### Exercise objective
Can you revise the lines from the one containing "vine --coords pixels" up to and including the one containing "136L256 45L254 0L0", swapping "climbing vine" for "hanging vine" and leaving everything else unchanged? Give back only those lines.

### Supplied data
^^^^^^^^
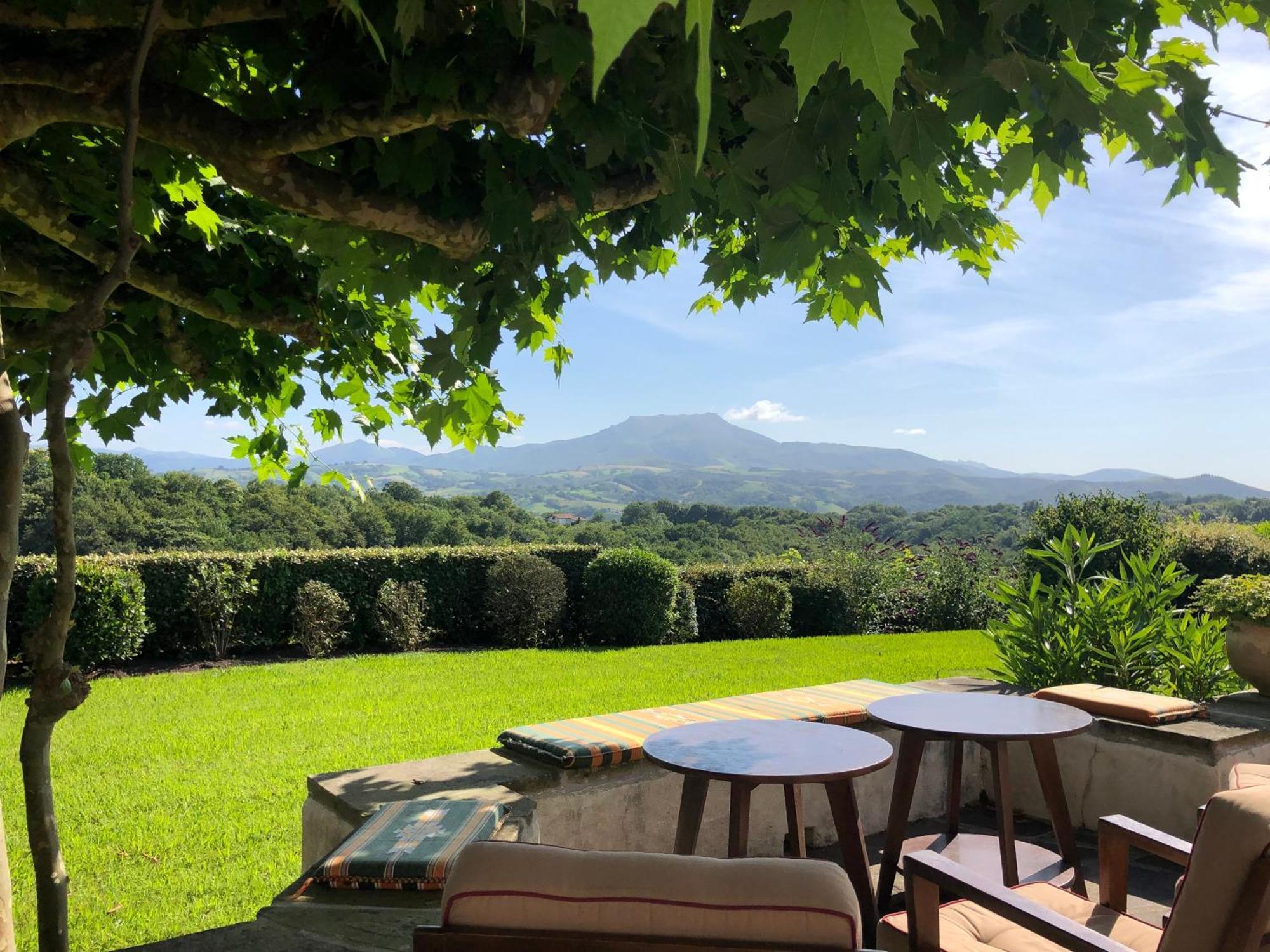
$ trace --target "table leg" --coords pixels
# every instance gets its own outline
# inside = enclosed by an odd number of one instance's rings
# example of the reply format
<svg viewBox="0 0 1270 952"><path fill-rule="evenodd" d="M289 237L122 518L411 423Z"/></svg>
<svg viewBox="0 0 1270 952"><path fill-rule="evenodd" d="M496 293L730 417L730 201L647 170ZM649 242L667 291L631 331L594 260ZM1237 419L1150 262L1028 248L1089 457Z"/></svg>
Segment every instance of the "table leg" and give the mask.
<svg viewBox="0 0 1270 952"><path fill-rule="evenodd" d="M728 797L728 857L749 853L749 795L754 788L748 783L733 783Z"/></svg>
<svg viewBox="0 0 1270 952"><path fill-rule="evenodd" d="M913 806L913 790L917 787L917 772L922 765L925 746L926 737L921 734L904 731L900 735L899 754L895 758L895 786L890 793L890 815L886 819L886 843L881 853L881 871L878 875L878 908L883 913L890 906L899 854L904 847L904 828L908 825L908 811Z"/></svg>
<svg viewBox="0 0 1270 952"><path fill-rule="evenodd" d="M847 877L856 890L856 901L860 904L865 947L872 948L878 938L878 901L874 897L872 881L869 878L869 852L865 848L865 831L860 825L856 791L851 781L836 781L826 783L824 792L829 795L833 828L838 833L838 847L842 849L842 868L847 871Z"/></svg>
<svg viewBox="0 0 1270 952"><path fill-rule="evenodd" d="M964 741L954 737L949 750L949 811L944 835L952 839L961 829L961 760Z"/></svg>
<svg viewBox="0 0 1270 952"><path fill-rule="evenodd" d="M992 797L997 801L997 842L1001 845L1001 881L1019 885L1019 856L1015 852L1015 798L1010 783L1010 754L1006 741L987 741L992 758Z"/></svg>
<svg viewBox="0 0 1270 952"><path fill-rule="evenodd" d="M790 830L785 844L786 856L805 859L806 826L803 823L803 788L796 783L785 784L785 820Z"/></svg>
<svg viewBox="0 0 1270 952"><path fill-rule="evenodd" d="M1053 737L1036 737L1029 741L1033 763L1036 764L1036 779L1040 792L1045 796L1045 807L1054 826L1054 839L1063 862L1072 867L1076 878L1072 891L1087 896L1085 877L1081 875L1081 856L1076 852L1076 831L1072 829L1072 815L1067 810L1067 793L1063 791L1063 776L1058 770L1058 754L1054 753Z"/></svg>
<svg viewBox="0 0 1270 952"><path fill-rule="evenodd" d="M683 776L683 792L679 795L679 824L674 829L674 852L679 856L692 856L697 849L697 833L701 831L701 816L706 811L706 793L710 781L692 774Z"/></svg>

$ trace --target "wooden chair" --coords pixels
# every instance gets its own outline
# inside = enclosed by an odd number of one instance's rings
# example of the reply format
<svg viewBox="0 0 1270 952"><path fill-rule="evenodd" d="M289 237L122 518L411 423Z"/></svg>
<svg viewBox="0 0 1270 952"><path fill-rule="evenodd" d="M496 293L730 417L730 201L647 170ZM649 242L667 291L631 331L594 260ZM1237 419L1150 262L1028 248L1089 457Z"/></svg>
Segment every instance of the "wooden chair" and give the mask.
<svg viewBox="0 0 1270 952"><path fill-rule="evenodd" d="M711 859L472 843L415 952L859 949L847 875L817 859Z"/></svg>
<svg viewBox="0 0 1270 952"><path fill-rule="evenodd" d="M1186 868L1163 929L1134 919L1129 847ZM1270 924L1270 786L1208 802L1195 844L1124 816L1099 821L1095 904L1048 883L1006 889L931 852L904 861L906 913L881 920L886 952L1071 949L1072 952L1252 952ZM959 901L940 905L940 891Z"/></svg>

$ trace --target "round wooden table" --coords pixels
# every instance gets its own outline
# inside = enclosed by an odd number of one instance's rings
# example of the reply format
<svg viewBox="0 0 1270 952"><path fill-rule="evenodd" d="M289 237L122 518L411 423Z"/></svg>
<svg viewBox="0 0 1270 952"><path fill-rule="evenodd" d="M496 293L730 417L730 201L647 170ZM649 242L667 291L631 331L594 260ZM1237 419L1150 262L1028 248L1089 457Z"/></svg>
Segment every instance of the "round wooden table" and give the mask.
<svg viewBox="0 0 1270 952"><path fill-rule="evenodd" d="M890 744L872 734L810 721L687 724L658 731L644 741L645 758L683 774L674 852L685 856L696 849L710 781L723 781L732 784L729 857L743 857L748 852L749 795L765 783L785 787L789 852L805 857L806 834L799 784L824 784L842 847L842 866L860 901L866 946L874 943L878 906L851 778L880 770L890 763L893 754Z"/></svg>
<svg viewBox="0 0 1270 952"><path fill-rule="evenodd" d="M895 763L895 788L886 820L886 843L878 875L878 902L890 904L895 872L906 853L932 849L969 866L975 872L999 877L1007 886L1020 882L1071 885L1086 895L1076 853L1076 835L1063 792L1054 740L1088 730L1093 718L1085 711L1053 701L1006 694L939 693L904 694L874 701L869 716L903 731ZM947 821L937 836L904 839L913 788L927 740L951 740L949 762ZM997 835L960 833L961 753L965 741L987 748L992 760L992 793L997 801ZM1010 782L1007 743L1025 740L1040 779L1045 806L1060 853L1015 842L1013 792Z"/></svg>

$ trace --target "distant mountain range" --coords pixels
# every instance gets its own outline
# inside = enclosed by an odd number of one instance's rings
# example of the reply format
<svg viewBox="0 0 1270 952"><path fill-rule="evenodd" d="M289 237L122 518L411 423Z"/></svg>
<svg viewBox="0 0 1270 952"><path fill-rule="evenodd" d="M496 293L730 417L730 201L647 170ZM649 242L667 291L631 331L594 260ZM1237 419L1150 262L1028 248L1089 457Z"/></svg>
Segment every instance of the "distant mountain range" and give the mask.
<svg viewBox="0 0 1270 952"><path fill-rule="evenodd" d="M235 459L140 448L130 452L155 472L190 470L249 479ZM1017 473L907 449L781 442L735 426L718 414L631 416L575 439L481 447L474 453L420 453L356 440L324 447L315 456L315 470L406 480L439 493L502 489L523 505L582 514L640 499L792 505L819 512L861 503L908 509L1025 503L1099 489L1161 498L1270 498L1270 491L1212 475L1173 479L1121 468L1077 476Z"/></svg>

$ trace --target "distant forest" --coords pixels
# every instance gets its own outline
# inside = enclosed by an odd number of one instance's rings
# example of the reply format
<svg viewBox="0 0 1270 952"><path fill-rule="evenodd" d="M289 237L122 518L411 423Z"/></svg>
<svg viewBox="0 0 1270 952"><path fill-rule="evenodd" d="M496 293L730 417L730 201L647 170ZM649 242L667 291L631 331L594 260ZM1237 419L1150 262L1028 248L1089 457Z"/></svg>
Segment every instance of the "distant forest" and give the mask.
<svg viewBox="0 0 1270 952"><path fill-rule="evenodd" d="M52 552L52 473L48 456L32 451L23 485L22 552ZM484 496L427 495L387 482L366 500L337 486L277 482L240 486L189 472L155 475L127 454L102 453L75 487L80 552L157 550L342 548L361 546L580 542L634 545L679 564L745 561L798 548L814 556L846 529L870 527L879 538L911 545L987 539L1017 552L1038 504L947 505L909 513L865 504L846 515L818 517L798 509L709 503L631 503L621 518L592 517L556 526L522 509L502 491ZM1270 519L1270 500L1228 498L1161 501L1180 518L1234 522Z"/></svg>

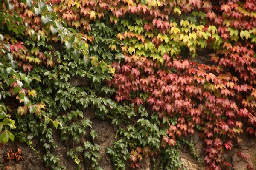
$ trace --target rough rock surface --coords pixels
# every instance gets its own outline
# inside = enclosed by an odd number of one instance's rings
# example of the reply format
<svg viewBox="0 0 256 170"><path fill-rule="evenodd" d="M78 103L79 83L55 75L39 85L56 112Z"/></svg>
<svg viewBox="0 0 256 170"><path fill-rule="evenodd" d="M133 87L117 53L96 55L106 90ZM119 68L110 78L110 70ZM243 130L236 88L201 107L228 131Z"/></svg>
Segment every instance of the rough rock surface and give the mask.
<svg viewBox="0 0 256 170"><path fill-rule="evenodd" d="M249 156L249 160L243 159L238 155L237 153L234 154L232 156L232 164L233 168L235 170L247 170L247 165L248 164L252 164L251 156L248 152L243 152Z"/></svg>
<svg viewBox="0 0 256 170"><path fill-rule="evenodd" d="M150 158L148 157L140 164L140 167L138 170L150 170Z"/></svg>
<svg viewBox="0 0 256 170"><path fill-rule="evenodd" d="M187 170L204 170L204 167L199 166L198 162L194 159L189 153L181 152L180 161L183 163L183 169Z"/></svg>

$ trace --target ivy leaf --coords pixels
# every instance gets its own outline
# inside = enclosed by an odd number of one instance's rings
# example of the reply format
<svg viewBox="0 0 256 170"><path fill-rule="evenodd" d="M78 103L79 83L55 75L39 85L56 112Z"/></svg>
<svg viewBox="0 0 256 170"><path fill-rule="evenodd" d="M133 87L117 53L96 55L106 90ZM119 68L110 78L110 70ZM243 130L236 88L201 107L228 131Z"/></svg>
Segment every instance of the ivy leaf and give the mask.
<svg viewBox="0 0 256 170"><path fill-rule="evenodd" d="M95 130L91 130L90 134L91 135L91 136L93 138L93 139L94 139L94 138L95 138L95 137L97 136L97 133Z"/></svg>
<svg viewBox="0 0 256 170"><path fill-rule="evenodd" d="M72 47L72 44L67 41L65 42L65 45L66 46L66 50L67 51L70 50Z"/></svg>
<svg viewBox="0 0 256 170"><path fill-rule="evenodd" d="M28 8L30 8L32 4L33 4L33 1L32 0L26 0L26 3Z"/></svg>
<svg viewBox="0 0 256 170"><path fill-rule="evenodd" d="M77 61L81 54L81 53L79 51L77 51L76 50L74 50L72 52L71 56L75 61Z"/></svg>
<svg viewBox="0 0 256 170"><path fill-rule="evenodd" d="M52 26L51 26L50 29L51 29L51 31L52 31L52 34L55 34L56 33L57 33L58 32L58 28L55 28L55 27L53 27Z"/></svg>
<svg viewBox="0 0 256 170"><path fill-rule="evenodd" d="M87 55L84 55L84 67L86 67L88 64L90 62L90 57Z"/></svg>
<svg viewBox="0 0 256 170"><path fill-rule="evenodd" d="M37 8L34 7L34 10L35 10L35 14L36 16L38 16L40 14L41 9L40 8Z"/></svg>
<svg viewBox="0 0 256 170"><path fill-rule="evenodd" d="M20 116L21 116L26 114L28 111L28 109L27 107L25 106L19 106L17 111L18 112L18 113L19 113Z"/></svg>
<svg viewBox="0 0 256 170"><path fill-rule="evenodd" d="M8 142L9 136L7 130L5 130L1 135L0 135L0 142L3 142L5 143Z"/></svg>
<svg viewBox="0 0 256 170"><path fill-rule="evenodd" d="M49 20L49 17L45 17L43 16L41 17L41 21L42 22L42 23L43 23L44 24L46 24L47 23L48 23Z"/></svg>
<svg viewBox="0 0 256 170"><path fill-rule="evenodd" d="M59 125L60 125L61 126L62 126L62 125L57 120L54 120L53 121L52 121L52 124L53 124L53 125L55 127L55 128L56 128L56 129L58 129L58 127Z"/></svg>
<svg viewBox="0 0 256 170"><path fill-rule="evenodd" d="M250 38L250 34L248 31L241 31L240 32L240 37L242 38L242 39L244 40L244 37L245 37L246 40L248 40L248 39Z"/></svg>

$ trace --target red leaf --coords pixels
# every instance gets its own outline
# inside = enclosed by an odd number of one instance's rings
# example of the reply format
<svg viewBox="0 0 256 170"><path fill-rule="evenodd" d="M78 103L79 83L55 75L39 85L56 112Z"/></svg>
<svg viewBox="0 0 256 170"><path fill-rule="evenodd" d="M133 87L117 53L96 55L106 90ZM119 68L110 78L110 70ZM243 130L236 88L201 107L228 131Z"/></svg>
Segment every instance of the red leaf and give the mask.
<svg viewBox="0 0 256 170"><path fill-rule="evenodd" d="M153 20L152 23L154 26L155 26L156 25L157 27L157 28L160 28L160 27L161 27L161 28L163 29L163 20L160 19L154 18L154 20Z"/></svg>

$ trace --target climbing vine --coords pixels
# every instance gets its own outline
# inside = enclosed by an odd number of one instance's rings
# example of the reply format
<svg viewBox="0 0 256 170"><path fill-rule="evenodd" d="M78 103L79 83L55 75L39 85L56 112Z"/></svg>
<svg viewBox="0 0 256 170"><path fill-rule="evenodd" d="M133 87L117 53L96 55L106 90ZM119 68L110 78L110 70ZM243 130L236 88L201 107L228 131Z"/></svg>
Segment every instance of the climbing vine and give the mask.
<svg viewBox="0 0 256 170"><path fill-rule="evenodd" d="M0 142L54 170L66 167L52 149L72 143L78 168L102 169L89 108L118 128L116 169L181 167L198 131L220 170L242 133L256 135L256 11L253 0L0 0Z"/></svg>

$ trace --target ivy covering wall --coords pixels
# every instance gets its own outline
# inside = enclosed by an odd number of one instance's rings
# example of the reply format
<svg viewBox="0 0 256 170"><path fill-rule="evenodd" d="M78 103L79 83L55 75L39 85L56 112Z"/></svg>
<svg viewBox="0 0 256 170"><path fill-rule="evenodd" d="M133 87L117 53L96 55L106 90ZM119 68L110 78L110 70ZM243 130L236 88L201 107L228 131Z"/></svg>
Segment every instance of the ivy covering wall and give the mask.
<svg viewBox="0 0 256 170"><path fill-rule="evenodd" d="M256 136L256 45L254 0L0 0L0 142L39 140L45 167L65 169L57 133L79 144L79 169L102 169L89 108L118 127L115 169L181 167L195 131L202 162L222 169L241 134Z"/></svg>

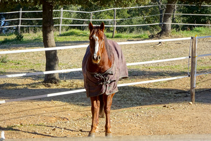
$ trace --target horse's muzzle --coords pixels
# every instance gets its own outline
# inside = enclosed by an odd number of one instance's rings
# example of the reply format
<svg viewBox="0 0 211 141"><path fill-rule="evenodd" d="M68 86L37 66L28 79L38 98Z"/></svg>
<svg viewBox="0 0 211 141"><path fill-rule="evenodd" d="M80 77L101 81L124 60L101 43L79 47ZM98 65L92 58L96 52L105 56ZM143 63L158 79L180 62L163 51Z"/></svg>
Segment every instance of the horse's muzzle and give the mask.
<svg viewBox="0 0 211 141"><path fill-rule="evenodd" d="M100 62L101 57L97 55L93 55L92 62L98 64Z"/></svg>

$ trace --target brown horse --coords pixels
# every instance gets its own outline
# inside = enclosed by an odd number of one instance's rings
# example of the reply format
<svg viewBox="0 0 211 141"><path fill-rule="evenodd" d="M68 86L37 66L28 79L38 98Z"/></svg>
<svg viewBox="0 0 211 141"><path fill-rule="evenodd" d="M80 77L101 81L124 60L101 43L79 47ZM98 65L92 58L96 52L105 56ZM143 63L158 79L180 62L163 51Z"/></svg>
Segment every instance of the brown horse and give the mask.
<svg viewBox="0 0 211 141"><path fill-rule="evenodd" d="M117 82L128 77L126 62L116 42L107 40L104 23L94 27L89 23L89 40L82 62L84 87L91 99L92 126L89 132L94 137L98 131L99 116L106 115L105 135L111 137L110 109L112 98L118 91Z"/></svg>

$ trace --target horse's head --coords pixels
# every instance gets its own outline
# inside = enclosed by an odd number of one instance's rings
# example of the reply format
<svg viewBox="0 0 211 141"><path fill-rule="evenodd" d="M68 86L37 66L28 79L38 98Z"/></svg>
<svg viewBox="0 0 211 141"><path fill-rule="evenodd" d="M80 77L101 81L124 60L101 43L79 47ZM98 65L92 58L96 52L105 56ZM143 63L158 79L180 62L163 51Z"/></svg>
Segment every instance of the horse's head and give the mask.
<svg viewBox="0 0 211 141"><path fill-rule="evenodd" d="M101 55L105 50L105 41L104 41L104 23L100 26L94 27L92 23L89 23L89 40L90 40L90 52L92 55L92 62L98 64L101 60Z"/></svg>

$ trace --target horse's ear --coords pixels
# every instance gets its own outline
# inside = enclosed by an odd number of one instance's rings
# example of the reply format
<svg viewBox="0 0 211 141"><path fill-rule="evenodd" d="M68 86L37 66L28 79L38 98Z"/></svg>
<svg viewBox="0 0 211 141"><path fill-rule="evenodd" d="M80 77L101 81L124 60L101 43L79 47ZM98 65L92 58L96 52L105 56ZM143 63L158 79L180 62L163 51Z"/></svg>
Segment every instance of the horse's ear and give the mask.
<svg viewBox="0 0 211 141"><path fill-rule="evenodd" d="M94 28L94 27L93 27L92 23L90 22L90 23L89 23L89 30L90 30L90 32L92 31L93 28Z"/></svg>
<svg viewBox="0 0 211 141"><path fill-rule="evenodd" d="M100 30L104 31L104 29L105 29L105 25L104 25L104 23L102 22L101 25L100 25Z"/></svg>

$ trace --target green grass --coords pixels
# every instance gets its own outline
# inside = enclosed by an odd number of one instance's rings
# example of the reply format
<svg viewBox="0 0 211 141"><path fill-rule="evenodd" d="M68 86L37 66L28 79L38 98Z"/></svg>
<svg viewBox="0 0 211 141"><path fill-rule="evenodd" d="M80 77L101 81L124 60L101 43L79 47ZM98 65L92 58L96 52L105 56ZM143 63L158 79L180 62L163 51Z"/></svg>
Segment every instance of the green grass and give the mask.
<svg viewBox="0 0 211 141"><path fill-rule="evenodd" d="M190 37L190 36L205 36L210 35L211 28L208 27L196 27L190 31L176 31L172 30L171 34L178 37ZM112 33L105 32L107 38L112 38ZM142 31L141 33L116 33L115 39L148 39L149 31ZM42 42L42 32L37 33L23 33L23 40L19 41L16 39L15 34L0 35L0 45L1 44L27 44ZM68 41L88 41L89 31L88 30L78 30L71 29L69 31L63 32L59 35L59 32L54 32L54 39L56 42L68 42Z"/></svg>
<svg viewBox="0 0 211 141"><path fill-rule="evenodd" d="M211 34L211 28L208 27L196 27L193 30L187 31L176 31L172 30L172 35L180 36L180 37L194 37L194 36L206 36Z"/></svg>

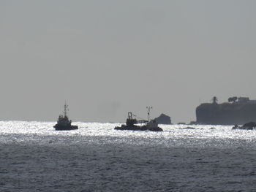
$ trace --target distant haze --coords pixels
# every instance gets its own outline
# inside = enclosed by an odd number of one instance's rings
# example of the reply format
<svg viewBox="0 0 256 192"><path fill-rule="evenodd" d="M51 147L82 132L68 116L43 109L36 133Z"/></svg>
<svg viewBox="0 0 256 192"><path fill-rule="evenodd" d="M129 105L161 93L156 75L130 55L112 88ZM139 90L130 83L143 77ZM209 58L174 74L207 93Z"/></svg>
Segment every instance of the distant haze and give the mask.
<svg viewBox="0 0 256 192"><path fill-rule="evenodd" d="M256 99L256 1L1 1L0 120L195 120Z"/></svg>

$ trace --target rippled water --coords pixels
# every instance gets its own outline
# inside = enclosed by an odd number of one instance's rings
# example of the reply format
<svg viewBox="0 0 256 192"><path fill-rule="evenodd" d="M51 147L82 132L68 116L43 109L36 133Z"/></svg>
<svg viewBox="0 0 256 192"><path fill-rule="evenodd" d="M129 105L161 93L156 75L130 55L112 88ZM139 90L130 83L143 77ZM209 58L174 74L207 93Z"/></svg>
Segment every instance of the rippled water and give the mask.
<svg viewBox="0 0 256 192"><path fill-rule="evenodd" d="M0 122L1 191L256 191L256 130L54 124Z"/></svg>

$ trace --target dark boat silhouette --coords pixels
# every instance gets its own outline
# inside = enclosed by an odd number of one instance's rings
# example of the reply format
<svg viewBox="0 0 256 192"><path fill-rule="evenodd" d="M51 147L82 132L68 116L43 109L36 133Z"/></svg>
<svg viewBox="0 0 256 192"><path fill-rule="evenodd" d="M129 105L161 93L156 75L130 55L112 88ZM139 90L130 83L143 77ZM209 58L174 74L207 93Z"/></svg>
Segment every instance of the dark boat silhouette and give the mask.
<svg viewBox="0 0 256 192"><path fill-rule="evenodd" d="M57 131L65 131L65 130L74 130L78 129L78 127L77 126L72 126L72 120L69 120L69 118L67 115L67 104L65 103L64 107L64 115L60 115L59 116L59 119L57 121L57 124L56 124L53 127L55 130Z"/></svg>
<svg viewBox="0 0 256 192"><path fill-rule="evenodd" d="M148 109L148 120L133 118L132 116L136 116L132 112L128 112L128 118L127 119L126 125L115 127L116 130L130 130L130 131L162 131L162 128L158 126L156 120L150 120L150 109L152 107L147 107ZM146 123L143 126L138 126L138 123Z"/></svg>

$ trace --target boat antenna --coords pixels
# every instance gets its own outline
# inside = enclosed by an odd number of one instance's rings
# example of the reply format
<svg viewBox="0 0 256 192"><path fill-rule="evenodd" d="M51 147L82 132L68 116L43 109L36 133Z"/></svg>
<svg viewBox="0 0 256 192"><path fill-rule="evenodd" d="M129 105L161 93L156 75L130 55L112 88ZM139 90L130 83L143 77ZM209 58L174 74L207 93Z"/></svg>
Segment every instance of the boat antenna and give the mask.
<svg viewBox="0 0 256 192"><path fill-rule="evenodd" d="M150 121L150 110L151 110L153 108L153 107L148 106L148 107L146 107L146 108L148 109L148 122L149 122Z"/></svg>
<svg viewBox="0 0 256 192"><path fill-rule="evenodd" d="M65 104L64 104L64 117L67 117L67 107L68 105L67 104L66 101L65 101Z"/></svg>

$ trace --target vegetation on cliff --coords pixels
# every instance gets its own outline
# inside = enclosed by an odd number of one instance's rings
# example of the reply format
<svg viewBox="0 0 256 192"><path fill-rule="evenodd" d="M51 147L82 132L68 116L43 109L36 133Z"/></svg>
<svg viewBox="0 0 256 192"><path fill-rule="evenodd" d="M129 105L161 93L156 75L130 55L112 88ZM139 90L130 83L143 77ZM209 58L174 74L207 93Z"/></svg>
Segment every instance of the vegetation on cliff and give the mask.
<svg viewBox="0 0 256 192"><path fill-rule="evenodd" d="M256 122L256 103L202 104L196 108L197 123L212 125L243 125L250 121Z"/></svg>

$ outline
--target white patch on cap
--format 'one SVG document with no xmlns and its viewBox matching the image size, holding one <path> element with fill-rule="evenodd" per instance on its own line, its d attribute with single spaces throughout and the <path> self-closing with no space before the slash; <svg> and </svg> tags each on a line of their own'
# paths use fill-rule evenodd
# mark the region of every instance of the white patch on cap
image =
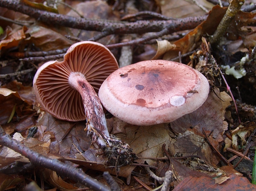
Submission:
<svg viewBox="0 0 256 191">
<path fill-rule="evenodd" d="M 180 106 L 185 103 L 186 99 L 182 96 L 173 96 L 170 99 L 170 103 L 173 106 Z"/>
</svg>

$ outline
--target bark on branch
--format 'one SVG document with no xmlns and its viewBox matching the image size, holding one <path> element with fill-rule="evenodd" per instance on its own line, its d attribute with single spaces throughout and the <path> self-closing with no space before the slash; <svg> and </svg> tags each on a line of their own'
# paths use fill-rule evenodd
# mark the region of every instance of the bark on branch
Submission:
^^^^^^^^
### Solution for this problem
$ trace --target hanging vine --coords pixels
# every instance gets its own outline
# inside = enclosed by an odd number of one instance's rings
# example of the reply format
<svg viewBox="0 0 256 170"><path fill-rule="evenodd" d="M78 103L79 83L55 75L39 85L56 112Z"/></svg>
<svg viewBox="0 0 256 170"><path fill-rule="evenodd" d="M133 87L117 53L96 55L106 90ZM119 68L110 78L110 70ZM243 130L236 88L201 107L228 131Z"/></svg>
Segment every instance of the hanging vine and give the mask.
<svg viewBox="0 0 256 170"><path fill-rule="evenodd" d="M0 142L54 170L66 167L52 149L72 143L78 168L102 169L89 108L118 128L116 169L181 167L198 131L220 170L242 133L256 135L256 11L253 0L0 0Z"/></svg>

$ trace --target ivy covering wall --coords pixels
# every instance gets its own outline
# inside = enclosed by an odd number of one instance's rings
# example of the reply format
<svg viewBox="0 0 256 170"><path fill-rule="evenodd" d="M78 103L79 83L55 75L39 85L56 112Z"/></svg>
<svg viewBox="0 0 256 170"><path fill-rule="evenodd" d="M133 87L117 53L96 55L106 90ZM119 68L110 78L110 70ZM243 130L236 88L201 107L228 131Z"/></svg>
Segment every instance of the ivy covering wall and give the mask.
<svg viewBox="0 0 256 170"><path fill-rule="evenodd" d="M256 136L256 45L254 0L0 0L0 142L39 140L45 167L65 169L57 133L79 144L79 169L102 169L89 108L118 127L115 169L181 167L195 131L202 162L222 169L241 134Z"/></svg>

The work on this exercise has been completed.